Pointing dataset rows:
::::::::::

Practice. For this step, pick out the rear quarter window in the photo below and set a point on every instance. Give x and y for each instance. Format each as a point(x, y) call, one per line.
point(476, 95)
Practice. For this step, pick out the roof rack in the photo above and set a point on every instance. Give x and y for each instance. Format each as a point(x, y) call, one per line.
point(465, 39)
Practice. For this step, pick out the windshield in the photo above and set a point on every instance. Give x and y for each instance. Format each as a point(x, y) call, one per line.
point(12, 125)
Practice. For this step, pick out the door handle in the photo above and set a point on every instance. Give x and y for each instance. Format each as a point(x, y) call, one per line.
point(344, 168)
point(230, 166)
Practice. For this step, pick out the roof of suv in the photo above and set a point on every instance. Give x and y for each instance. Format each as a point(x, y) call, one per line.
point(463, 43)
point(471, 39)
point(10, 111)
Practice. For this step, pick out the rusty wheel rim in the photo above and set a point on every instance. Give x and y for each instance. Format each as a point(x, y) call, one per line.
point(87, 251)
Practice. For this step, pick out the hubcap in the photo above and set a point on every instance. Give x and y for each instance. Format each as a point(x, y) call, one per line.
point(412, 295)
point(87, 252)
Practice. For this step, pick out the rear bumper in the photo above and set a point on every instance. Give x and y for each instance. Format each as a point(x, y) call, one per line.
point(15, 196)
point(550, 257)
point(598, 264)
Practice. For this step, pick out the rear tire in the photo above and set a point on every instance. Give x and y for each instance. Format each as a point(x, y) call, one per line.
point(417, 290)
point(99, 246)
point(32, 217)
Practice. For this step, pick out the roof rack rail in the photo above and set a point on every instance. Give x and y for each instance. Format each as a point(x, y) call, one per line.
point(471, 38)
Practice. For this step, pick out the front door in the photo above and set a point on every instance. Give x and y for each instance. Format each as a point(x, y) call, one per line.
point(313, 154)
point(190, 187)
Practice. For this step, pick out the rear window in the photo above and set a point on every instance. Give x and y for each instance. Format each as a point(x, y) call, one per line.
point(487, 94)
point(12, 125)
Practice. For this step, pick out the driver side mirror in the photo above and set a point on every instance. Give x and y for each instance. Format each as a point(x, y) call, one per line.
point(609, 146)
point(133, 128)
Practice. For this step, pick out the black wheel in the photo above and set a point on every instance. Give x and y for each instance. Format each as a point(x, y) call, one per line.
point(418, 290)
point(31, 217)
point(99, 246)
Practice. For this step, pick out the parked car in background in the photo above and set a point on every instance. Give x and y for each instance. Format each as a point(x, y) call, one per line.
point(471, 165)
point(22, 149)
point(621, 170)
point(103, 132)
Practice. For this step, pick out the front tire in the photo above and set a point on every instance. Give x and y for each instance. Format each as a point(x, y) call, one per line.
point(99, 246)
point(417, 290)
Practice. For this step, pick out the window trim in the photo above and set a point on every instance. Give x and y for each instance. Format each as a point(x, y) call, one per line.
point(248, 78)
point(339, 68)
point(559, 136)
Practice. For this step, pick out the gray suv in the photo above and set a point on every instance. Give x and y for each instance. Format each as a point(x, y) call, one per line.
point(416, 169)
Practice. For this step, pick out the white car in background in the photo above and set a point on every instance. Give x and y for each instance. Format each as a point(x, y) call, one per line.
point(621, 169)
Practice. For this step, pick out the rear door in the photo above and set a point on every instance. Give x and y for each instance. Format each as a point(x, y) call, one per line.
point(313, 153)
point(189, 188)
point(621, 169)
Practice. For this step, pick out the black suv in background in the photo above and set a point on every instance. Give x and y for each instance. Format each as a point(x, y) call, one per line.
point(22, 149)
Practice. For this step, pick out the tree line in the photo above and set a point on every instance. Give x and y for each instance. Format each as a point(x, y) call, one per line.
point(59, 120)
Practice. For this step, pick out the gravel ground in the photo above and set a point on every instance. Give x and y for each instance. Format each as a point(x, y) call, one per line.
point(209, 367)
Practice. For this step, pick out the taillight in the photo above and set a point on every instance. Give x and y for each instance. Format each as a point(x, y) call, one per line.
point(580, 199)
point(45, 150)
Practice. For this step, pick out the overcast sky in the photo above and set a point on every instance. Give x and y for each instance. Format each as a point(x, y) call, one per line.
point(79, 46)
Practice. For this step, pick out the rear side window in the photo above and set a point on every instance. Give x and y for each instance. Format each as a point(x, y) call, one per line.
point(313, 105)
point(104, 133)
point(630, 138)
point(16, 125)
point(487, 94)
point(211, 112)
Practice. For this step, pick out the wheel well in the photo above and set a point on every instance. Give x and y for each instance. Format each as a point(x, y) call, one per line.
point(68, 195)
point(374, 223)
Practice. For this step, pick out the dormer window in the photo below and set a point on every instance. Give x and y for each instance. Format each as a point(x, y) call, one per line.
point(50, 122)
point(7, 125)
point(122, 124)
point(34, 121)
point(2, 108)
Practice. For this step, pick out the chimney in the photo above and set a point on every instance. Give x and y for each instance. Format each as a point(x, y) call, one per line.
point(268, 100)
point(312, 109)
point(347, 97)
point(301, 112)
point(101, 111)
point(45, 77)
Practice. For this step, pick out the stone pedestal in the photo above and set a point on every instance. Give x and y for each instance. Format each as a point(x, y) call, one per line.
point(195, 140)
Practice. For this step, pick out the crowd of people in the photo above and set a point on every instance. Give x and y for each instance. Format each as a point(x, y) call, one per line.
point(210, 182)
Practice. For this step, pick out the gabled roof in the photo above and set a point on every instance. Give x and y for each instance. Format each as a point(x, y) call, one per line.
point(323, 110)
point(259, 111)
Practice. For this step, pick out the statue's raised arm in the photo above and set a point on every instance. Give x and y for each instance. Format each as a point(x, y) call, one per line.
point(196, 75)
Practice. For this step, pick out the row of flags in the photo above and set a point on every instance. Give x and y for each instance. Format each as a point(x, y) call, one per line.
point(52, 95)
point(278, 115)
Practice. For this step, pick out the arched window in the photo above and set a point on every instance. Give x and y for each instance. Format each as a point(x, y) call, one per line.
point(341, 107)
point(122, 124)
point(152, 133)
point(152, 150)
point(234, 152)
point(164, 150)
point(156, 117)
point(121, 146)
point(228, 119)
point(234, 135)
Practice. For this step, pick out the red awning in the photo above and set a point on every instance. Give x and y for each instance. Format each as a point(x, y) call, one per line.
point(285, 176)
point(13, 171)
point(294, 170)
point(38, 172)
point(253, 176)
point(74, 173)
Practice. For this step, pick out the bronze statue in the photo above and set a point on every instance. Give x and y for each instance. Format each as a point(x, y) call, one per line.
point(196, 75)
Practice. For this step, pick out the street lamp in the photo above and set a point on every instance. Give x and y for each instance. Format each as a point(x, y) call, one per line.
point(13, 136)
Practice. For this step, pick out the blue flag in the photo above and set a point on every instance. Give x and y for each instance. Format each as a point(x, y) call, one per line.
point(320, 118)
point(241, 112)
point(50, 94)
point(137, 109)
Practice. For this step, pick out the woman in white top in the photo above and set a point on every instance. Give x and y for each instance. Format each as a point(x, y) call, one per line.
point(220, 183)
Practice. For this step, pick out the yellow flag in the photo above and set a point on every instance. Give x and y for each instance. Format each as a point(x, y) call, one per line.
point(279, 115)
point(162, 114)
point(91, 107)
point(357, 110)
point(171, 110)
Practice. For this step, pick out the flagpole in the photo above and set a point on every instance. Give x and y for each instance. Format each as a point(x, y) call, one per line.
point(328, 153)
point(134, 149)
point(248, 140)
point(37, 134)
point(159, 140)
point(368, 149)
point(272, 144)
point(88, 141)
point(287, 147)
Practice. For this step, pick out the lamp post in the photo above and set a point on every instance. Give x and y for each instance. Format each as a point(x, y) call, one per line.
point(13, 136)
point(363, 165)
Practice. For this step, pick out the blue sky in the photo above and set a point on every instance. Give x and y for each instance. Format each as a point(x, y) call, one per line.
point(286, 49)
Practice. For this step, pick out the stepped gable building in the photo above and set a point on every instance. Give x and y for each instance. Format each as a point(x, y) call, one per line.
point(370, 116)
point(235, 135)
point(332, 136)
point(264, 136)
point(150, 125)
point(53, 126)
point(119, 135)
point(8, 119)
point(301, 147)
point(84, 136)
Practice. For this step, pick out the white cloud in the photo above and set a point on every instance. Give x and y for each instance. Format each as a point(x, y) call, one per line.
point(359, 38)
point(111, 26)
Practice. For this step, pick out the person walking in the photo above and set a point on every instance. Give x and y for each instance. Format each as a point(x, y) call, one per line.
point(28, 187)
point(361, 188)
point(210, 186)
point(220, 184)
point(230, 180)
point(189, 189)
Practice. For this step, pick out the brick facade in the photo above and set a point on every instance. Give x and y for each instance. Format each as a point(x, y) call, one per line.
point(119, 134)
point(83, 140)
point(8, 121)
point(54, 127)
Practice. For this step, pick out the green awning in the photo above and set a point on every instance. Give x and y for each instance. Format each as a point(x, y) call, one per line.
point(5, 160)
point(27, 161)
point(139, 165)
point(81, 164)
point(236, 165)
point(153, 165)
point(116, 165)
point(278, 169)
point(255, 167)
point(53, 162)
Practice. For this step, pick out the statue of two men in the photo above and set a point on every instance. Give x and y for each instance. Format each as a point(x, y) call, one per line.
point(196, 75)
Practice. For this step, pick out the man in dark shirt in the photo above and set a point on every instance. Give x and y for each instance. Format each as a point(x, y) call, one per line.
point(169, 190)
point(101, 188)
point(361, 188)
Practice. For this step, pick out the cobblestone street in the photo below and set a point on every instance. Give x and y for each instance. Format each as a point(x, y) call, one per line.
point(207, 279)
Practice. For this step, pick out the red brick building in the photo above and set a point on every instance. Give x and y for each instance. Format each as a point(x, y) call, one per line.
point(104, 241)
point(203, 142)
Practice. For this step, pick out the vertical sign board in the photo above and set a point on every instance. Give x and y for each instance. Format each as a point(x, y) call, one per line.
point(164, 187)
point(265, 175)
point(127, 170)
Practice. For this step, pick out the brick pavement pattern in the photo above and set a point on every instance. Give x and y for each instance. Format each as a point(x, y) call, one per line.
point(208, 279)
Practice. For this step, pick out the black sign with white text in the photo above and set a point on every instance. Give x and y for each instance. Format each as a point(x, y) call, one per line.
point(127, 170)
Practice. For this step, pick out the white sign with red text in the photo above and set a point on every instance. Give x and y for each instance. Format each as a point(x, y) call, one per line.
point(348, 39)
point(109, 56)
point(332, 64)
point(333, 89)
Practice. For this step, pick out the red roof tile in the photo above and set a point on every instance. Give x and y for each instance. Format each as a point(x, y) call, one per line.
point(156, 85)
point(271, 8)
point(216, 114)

::::::::::

Task goal: Rewrite the part of the rows above that runs from the first line through the line containing "point(230, 166)" as a Markdown table with the columns Number and Line, numbering each line and leaving out blank lines.

Solution to the problem:
| Number | Line |
|---|---|
| 1 | Practice. For this step, pick out the rear quarter window in the photo below and set a point on every instance. Give x and y for each instance. Format each as a point(x, y) call, one per line. |
| 2 | point(476, 95) |
| 3 | Practice. For this step, pick out the roof rack in the photo above and set a point on every instance. Give x and y for each instance. Format each as a point(x, y) call, one per line. |
| 4 | point(465, 39) |
| 5 | Practice. For this step, pick out the windshield in the photo above and set a point on every instance. Give x and y for each instance. Format each as a point(x, y) call, one per line. |
| 6 | point(12, 125) |
| 7 | Practice. For this step, pick out the door handle in the photo above and set a point on every instance. Give x and y for each instance. Format each as a point(x, y) call, one per line. |
| 8 | point(344, 168) |
| 9 | point(230, 166) |